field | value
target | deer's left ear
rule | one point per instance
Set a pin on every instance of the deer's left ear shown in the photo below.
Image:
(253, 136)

---

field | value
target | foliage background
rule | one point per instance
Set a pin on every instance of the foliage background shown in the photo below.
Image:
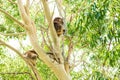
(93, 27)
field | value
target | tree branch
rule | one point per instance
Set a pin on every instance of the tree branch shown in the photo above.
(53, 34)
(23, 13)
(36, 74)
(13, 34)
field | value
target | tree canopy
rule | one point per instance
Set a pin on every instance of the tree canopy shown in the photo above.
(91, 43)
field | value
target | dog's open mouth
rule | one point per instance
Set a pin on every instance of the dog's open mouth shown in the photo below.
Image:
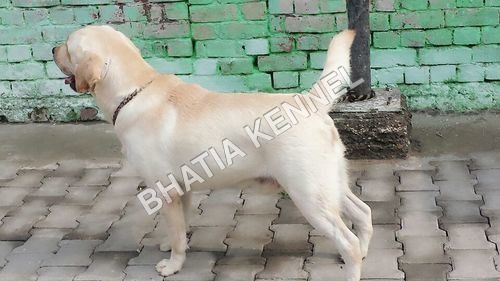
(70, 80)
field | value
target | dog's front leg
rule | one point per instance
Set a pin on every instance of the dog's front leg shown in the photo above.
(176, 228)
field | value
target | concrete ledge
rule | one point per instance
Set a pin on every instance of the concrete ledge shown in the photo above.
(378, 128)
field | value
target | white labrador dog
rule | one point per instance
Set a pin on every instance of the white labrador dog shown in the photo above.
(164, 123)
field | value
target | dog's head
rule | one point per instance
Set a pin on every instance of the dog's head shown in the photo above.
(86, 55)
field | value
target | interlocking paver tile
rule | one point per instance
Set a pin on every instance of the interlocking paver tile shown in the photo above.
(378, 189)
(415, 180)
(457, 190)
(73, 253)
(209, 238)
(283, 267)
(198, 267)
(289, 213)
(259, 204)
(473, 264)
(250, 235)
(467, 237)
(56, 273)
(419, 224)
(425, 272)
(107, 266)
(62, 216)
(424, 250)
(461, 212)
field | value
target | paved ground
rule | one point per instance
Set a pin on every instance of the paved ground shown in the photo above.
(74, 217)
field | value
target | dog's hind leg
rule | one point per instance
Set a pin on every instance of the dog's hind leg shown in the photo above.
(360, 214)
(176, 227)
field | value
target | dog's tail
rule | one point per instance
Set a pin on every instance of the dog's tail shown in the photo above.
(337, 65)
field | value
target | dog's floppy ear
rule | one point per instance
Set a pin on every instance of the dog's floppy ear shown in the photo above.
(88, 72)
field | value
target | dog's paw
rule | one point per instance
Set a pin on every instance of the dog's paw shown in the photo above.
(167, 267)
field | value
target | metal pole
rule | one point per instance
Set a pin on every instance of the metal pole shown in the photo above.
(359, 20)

* * *

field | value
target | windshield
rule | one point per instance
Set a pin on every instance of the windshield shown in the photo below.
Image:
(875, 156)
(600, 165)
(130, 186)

■ TASK GOAL
List each line in the entries above that contains the string "tree", treating uppercase and lowercase letters as different.

■ ANSWER
target | tree branch
Set a pin on every instance of the tree branch shown in the photo above.
target | tree canopy
Set a pin on every instance of the tree canopy shown in the photo above.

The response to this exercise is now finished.